● **WORK TO BE COMPLETED**
In the Korea travel text below, condense the paragraph starting "The dinners are what I will remember most" into a short bulleted list that keeps its main facts.

● **TEXT TO READ**

'''

The next day we visited a Mongolian horse show. Genghis Khan’s grandson Kublai Khan used the island as a logistics point as he loaded horses onto ships and tried to invade Japan, it was unsuccessful but the ancestors of those horses remain. We went mandarin picking. We even visited a penis park and a sex museum with thousand year old paintings of Indian orgies and the history of sex in Korea (the explanation for this being that this island is a popular honeymoon attraction).

The dinners are what I will remember most. When you ask any traveler what they remember most about Korea, they will always tell you it’s the food. Each night Warren picked out a special restaurant representative of the region. On Jeju it was wild boar, crab and abalone, a large sea snail. Koreans usually serve a main dish surrounded by a number of side dishes (the better the restaurant the more side dishes). Anything from caramelized anchovies, seaweed, pickled asian radishes and other vegetables and the obligatory kimchi, a fermented cabbage spiced with red pepper paste – and these you could get refilled free of charge!

'''

Pointing dataset records:
'''

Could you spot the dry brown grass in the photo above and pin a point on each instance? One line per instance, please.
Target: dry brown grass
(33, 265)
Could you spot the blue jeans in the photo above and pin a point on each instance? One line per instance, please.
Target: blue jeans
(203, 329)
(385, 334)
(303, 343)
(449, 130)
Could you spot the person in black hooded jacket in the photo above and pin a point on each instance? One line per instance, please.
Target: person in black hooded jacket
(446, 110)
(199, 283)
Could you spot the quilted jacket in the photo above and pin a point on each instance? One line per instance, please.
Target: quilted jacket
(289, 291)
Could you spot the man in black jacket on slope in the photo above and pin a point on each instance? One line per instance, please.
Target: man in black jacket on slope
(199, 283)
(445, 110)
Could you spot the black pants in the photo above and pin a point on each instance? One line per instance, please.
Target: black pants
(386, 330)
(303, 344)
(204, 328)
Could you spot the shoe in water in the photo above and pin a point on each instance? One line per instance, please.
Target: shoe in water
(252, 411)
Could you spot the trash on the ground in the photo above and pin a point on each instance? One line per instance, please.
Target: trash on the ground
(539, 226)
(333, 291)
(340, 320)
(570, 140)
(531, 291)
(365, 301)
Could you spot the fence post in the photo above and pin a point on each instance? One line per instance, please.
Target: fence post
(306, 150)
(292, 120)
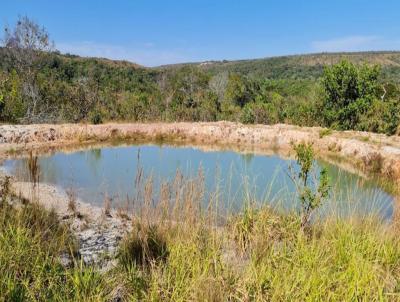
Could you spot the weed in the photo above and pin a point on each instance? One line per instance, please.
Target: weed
(325, 132)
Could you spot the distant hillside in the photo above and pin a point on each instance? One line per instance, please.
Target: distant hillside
(308, 66)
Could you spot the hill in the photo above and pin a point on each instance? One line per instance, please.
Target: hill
(308, 66)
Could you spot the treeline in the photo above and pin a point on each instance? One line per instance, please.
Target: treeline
(38, 84)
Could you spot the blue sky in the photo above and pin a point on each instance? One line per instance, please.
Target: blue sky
(152, 32)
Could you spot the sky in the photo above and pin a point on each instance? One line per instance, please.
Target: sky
(152, 33)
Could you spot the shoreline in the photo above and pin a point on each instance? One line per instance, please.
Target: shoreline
(362, 151)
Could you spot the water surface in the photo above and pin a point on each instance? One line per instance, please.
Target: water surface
(229, 177)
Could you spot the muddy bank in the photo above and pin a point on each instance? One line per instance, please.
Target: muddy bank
(98, 232)
(369, 152)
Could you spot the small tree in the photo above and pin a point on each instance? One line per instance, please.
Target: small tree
(25, 45)
(349, 92)
(312, 190)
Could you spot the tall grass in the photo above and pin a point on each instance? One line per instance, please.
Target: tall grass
(181, 249)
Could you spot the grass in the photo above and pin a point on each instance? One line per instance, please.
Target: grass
(178, 252)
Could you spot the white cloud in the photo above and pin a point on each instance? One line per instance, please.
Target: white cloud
(147, 54)
(350, 43)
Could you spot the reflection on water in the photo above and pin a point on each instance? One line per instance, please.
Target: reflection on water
(230, 176)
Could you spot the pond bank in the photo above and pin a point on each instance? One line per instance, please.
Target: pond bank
(98, 233)
(368, 152)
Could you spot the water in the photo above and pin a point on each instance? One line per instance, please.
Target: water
(229, 177)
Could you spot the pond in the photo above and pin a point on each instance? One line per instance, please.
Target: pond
(229, 178)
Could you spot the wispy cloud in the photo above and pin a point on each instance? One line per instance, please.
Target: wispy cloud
(146, 54)
(350, 43)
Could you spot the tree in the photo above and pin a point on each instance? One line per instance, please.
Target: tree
(25, 45)
(349, 92)
(312, 191)
(237, 90)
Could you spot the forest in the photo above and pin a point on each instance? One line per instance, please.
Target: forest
(38, 84)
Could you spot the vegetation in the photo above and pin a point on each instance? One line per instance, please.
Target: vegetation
(38, 84)
(177, 252)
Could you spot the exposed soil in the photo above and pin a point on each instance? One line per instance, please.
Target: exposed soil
(367, 152)
(99, 234)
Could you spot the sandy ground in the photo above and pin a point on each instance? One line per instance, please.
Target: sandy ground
(99, 234)
(359, 150)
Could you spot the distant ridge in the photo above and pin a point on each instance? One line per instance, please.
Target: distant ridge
(302, 66)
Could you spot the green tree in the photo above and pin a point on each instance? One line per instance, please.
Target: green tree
(312, 191)
(349, 92)
(237, 90)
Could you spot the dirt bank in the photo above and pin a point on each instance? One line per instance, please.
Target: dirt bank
(368, 152)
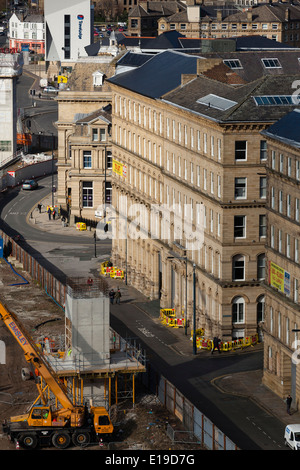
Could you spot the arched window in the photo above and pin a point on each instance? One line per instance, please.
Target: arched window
(238, 310)
(260, 309)
(238, 268)
(261, 266)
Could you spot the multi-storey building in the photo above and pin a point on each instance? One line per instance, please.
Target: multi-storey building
(279, 21)
(84, 129)
(195, 144)
(281, 353)
(27, 32)
(69, 29)
(143, 18)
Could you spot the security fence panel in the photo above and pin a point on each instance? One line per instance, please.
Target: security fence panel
(161, 390)
(198, 422)
(170, 396)
(179, 401)
(188, 415)
(208, 433)
(229, 445)
(218, 439)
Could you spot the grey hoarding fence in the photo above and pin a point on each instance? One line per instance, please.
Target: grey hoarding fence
(53, 287)
(198, 427)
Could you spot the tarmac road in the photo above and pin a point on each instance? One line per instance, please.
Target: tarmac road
(249, 425)
(60, 253)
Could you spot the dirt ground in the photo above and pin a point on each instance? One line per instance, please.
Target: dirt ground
(142, 426)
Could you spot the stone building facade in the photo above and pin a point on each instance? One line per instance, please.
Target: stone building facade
(281, 373)
(194, 147)
(84, 135)
(279, 21)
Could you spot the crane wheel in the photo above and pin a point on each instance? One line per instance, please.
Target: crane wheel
(81, 438)
(28, 440)
(61, 439)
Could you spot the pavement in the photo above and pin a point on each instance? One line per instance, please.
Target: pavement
(247, 384)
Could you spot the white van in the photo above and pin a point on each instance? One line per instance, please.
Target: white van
(292, 436)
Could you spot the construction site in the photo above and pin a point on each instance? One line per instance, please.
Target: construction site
(91, 360)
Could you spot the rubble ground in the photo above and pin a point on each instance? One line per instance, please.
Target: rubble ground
(142, 425)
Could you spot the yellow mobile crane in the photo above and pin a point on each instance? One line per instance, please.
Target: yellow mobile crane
(44, 426)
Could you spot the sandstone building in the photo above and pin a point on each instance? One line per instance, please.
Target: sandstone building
(185, 140)
(281, 373)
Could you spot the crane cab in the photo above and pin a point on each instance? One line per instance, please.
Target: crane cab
(38, 416)
(102, 422)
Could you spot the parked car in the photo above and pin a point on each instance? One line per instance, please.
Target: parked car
(29, 184)
(50, 89)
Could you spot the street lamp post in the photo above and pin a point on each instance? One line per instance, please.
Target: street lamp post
(194, 310)
(185, 258)
(52, 170)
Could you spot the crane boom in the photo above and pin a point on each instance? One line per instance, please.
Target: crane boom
(33, 357)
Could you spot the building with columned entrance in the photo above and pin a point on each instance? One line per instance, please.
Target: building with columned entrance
(191, 188)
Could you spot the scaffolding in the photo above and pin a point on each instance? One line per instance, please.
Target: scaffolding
(113, 379)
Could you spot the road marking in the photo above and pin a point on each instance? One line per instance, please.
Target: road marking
(263, 432)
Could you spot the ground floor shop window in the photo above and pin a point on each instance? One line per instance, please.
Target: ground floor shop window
(87, 194)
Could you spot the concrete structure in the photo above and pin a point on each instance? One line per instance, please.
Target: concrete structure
(87, 326)
(10, 69)
(69, 28)
(94, 353)
(27, 32)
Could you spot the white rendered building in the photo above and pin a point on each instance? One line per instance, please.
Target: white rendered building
(10, 68)
(69, 29)
(27, 32)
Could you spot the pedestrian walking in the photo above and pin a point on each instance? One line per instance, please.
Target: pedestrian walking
(111, 296)
(288, 404)
(118, 296)
(216, 344)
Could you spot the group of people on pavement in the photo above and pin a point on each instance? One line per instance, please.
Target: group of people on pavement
(115, 295)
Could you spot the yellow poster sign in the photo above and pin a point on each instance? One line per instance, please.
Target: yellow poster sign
(62, 79)
(279, 278)
(119, 168)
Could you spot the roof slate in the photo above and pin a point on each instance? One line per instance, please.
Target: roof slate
(287, 129)
(245, 110)
(158, 75)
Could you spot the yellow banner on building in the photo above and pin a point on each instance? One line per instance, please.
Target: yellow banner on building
(119, 168)
(279, 278)
(62, 79)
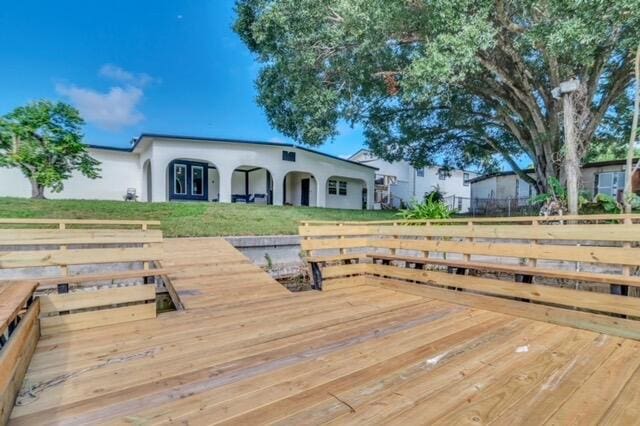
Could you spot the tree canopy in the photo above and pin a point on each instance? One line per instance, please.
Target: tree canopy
(44, 140)
(457, 81)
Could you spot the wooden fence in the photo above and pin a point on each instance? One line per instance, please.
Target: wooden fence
(595, 253)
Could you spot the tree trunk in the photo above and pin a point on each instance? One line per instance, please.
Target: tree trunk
(629, 170)
(37, 190)
(571, 162)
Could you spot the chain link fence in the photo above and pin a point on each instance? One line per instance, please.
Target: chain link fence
(492, 206)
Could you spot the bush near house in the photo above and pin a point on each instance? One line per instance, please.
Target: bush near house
(189, 219)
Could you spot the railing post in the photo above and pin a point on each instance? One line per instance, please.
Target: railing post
(623, 290)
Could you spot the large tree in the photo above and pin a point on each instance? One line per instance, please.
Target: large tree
(44, 140)
(454, 81)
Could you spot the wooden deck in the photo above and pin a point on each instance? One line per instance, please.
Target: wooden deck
(215, 273)
(246, 351)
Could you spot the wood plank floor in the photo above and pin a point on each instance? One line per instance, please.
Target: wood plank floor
(243, 353)
(217, 273)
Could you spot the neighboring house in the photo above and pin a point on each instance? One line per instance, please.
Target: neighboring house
(399, 182)
(167, 168)
(603, 177)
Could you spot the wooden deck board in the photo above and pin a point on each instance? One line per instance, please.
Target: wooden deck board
(246, 351)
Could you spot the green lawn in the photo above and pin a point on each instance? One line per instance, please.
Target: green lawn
(187, 219)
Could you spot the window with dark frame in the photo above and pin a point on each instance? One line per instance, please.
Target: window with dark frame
(180, 179)
(197, 178)
(288, 156)
(342, 188)
(332, 187)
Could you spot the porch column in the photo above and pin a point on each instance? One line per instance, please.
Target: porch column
(371, 187)
(278, 182)
(159, 177)
(321, 191)
(224, 176)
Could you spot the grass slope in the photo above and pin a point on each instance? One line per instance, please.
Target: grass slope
(187, 219)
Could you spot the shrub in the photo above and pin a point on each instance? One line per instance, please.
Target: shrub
(430, 209)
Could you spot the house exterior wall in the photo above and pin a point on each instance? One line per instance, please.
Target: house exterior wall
(146, 169)
(409, 185)
(588, 178)
(119, 171)
(353, 199)
(505, 186)
(294, 188)
(226, 157)
(486, 188)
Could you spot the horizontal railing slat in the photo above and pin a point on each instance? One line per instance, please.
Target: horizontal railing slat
(34, 221)
(541, 293)
(15, 237)
(613, 232)
(24, 259)
(93, 299)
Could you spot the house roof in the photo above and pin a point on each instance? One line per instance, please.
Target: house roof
(135, 142)
(584, 166)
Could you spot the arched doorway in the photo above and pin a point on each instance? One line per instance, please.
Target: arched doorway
(251, 185)
(300, 189)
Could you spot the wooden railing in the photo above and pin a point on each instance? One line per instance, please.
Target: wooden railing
(591, 266)
(59, 258)
(527, 220)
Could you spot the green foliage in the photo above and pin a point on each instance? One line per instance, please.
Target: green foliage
(44, 140)
(607, 203)
(463, 81)
(190, 219)
(558, 195)
(432, 208)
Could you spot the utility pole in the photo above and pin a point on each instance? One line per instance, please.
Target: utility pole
(571, 163)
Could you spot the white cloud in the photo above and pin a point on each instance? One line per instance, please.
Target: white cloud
(111, 110)
(116, 108)
(116, 73)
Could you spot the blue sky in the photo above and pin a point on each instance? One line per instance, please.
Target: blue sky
(162, 66)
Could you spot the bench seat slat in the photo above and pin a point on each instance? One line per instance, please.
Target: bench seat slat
(588, 254)
(519, 269)
(22, 237)
(25, 259)
(567, 297)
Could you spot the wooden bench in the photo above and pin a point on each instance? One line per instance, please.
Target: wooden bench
(51, 248)
(605, 254)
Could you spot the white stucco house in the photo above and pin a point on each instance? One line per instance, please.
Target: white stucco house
(177, 168)
(399, 182)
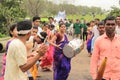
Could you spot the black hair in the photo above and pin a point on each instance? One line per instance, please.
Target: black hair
(51, 26)
(50, 18)
(36, 18)
(97, 19)
(12, 27)
(109, 18)
(34, 27)
(61, 24)
(44, 35)
(45, 24)
(88, 24)
(24, 25)
(100, 23)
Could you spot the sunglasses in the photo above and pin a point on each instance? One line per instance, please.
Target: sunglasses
(110, 24)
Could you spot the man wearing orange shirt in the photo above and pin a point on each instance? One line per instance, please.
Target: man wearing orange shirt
(107, 45)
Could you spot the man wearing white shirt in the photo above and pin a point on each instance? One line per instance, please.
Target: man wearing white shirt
(118, 25)
(36, 23)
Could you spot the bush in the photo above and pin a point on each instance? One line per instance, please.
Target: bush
(2, 35)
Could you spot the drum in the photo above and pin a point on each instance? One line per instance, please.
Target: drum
(73, 48)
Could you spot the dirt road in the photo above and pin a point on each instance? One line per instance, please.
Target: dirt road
(80, 68)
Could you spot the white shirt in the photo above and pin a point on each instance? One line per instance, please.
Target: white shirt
(17, 56)
(117, 30)
(95, 31)
(39, 30)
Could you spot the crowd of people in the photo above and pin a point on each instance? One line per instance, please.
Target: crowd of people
(32, 46)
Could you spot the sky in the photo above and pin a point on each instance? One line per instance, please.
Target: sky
(104, 4)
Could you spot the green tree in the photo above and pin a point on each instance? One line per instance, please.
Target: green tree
(114, 12)
(10, 12)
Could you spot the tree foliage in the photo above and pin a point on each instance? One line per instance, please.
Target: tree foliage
(114, 12)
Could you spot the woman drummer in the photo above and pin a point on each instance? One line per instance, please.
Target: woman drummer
(61, 64)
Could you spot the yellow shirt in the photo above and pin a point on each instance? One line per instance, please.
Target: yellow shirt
(16, 56)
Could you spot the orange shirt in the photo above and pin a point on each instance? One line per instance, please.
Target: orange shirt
(104, 47)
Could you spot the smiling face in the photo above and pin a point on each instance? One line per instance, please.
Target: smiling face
(36, 22)
(62, 28)
(118, 20)
(110, 26)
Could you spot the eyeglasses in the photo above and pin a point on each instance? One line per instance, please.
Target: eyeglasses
(112, 24)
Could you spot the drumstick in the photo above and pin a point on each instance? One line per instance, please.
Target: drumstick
(101, 69)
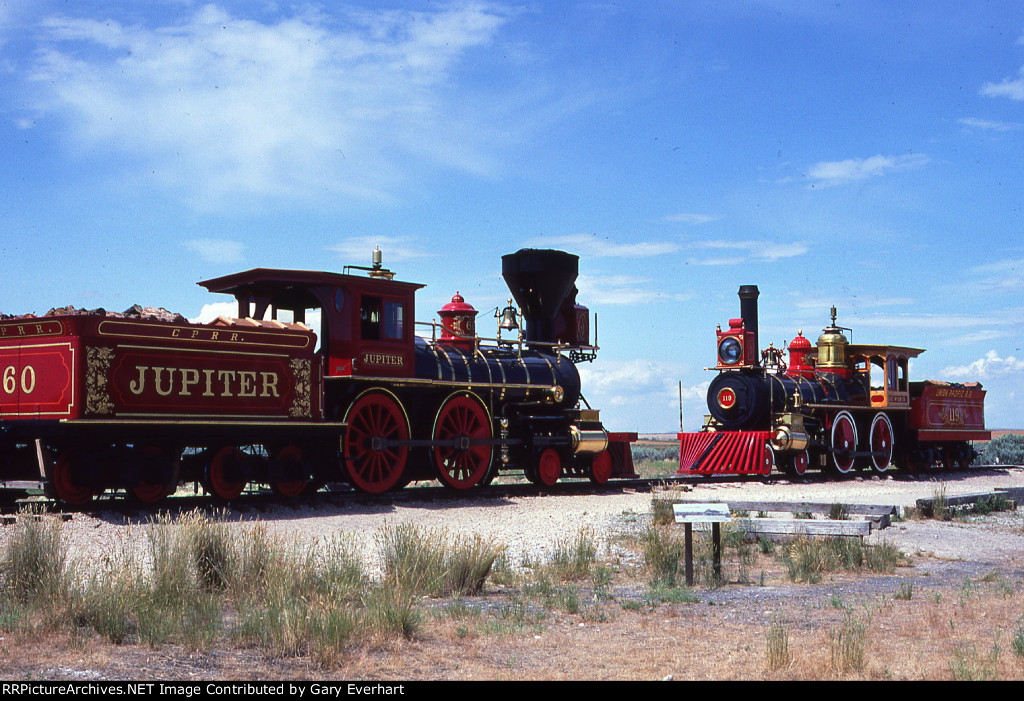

'''

● **OUTPUT FOR THIS TASK**
- The dinners are the most memorable part of the trip, and travelers always say food is what they remember most about Korea.
- Each night Warren chose a special restaurant representative of the region.
- On Jeju the dishes were wild boar, crab and abalone (a large sea snail).
- Koreans usually serve a main dish surrounded by side dishes, and better restaurants serve more of them.
- Side dishes include caramelized anchovies, seaweed, pickled Asian radishes, other vegetables and kimchi (fermented cabbage spiced with red pepper paste), all refilled free of charge.